= WORK REQUEST =
Your answer needs to include each line of the records in which the string "blue" can be found.

[Natural-language object grounding data]

+ + + +

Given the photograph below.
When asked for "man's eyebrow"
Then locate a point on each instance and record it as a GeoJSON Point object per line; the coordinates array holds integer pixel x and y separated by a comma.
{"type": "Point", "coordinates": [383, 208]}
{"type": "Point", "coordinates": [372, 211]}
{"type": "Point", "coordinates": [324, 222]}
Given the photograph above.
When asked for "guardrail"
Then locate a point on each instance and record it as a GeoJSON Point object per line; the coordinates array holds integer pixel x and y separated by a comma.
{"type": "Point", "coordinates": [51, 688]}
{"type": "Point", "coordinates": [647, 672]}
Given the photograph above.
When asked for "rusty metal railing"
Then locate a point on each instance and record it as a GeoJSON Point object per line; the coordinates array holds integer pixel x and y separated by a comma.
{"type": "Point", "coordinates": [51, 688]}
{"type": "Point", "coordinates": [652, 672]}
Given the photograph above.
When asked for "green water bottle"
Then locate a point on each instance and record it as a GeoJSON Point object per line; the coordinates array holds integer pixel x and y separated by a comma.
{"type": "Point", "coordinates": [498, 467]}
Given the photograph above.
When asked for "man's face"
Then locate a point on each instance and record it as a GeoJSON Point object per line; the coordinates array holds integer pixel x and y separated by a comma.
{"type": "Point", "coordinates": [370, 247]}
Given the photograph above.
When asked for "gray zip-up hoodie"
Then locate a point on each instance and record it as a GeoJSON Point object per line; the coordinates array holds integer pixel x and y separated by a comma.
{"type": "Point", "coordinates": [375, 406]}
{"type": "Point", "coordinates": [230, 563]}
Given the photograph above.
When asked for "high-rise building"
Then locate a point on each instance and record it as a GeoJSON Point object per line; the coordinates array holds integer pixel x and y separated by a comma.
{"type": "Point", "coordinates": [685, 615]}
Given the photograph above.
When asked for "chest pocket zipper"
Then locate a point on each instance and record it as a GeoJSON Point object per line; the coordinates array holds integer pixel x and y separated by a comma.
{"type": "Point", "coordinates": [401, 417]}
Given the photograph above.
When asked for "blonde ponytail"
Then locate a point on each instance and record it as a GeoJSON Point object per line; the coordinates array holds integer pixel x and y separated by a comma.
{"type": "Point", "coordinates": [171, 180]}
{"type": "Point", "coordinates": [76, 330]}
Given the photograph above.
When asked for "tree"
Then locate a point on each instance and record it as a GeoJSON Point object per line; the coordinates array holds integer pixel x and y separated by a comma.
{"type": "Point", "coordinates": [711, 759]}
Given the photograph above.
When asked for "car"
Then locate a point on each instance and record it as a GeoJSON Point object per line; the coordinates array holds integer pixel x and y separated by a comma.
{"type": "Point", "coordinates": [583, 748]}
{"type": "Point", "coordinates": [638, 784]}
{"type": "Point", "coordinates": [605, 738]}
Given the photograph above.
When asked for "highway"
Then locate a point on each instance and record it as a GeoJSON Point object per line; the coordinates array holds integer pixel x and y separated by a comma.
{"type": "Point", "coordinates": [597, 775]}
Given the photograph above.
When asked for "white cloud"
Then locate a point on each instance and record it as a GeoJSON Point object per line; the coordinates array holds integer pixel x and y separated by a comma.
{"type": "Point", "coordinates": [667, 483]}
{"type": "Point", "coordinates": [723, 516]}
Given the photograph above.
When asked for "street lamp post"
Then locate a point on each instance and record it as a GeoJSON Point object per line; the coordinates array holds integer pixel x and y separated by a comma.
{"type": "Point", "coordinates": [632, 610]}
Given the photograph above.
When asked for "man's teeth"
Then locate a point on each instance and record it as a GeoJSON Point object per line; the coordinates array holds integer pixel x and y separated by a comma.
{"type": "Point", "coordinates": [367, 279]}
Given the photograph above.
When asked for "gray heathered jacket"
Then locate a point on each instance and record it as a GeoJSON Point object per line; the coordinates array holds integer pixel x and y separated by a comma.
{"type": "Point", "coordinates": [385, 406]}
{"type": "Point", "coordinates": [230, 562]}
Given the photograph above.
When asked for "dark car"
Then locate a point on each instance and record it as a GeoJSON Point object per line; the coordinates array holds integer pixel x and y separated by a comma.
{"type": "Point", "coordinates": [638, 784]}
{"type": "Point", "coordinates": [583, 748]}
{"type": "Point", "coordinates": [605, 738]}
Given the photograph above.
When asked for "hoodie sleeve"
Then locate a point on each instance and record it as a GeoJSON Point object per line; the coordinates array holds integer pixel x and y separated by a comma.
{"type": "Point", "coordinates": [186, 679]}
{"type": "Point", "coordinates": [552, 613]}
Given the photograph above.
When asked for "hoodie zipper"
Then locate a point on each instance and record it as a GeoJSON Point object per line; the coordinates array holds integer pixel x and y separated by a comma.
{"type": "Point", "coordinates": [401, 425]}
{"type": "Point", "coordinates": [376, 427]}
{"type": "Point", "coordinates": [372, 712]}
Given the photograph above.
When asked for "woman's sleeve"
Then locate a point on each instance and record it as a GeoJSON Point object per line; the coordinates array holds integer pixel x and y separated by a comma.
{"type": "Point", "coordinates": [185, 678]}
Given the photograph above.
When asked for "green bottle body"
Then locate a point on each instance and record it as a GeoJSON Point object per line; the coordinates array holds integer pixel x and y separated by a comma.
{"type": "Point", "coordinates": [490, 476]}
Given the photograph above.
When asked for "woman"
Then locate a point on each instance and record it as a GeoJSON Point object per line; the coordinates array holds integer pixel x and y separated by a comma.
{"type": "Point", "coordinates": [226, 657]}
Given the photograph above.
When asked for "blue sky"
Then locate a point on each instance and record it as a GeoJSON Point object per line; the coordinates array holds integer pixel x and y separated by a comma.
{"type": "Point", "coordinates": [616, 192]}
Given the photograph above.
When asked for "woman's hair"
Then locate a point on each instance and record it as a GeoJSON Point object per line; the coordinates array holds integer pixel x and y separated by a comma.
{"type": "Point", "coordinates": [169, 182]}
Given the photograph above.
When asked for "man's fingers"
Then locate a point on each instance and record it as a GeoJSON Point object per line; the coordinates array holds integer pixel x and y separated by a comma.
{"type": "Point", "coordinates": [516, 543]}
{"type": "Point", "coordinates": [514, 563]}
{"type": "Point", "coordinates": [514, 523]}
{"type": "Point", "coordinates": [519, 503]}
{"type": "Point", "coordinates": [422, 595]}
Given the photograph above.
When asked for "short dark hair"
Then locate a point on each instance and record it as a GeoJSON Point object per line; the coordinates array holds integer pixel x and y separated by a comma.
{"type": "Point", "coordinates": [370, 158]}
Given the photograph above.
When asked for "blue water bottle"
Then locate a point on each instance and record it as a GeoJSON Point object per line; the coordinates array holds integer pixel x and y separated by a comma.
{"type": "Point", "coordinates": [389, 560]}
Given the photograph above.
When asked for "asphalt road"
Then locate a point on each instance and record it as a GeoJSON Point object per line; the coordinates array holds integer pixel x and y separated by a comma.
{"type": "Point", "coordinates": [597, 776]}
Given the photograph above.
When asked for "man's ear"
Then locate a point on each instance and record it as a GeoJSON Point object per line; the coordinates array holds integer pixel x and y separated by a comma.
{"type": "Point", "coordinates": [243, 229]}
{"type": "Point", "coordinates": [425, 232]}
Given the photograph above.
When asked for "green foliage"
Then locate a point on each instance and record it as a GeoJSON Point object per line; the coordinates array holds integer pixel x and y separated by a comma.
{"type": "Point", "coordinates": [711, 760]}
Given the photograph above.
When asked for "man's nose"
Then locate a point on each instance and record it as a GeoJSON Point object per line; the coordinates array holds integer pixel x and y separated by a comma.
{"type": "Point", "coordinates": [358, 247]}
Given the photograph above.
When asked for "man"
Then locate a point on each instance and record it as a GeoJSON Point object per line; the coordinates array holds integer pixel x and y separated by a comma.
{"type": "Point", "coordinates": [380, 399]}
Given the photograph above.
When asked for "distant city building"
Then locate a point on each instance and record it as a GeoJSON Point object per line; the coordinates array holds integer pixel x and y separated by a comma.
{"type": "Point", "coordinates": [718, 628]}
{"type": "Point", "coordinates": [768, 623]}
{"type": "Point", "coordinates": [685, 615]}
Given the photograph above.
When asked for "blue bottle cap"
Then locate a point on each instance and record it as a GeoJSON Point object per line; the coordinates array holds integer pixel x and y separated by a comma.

+ + + +

= RESULT FOR THIS EXERCISE =
When asked for "blue sky"
When asked for "blue water bottle"
When asked for "blue bottle cap"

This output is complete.